[PASSAGE TO READ]

We should maintain that if an interpretation of any word in any religion leads to disharmony and does not positively further the welfare of the many, then such an interpretation is to be regarded as wrong; that is, against the will of God, or as the working of Satan or Mara.

Buddhadasa Bikkhu, a Thai Buddhist Monk


Saturday, November 17, 2012

Is Evolution "Guided"?

Earlier this year, the blog Open Parachute posted an article entitled, "Theological mental gymnastics over evolution," which criticizes theists who believe that God actively guides evolution for "throwing the baby out" with the bath water.  The author is a self-proclaimed non-theist who is concerned to protect the practice of science from theistic intrusions.  In the article, he says that he doesn't have a problem with those believers who think that God somehow initiated the evolutionary process and then leaves it alone so that it carries on unguided.  The author, however, does not approve of those theists who believe that God guides evolution.  He insists that evolution is an unguided process.  The Open Parachute posting echoes the sentiments of the biologist, Jerry A. Coyne, who has written (here), "...I vehemently oppose those evolutionists and accommodationists who won’t affirm that evolution is unguided and purposeless (in the sense of not being directed by a higher intelligence or teleological force). For to the best of our knowledge evolution, like all natural processes, is purposeless and unguided."

[/PASSAGE TO READ]

REQUIRED ACTION:
Answer these questions about the passage:
1. Who is identified as a Thai Buddhist monk?
2. What date appears above the title "Is Evolution "Guided"?"?
3. Which biologist's sentiments does the Open Parachute posting echo?
Rely only on the passage when answering.

[GIVEN DATA]

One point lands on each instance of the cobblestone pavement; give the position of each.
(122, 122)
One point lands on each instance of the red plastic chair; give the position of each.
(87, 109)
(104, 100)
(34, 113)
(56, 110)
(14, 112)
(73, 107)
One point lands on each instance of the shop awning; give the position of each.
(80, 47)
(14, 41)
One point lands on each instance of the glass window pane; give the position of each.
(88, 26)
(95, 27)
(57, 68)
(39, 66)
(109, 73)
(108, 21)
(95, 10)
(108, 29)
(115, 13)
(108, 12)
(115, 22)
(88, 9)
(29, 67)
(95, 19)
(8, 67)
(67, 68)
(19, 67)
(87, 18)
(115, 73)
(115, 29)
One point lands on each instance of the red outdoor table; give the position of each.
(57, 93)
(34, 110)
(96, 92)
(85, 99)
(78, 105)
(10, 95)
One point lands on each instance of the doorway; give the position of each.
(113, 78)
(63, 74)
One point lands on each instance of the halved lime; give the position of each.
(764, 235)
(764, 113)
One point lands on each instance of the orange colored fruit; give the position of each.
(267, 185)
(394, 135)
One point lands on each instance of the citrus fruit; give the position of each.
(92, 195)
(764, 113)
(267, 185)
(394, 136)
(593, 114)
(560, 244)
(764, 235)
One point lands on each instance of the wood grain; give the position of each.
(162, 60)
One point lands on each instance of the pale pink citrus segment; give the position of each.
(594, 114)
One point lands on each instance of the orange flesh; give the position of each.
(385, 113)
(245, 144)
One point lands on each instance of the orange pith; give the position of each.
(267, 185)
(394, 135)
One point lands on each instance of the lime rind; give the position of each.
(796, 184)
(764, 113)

[/GIVEN DATA]

WRITTEN ANSWER:
1. Buddhadasa Bikkhu
2. Saturday, November 17, 2012
3. Jerry A. Coyne